# WHAT TO DO
Select from the data all lines with the word "overcast".

# EXTRACTED MATERIAL
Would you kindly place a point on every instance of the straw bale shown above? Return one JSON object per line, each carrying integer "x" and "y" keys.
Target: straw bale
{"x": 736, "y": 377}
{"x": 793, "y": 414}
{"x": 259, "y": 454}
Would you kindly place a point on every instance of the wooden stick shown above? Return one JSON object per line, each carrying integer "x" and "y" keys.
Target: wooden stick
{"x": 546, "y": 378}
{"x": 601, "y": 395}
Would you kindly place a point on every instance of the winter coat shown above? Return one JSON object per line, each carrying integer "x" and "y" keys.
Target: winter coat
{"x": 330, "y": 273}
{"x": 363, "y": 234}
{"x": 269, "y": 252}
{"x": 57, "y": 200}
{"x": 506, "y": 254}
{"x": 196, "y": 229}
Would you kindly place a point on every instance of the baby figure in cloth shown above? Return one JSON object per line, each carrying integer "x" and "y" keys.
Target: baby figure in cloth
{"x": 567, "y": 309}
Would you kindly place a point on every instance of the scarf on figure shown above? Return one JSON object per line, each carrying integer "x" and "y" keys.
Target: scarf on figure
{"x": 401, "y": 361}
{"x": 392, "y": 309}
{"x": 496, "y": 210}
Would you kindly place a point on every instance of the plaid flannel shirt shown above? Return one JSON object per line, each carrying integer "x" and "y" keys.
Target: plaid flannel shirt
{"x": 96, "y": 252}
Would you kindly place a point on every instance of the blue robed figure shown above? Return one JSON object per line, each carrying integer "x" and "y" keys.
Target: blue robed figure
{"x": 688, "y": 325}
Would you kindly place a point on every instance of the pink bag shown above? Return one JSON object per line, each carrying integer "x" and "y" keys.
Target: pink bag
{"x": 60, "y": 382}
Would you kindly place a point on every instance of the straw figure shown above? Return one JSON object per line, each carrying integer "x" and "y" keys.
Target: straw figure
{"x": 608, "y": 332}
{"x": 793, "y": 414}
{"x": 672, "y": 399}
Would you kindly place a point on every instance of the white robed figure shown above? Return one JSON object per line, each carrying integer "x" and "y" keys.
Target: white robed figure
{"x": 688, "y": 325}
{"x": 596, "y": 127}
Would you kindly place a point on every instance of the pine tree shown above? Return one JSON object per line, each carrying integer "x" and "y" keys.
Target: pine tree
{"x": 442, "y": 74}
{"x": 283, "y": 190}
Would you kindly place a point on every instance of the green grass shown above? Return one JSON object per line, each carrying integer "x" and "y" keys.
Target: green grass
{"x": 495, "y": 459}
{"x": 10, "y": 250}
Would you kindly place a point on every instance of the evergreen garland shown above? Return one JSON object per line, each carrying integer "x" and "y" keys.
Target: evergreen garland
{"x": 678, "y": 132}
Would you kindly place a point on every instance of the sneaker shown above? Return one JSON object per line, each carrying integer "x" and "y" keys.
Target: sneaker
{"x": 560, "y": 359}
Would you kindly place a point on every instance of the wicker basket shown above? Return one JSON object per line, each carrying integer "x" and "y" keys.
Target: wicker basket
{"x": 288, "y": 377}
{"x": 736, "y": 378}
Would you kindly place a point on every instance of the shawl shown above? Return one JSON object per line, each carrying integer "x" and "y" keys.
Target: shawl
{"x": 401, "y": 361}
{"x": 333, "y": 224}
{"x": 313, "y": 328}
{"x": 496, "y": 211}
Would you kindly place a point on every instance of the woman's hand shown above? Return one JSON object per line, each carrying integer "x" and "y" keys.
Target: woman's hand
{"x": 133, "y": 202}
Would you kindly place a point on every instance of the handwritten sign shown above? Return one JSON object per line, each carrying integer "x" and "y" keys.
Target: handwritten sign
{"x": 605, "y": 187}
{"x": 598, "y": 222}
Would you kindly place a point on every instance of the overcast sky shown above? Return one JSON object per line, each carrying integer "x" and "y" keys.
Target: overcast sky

# RESPONSE TO THE EXERCISE
Would you kindly place a point on every instance of the overcast sky shown above? Return one JSON object per line, each carrying integer "x" and "y" keys.
Target: overcast sky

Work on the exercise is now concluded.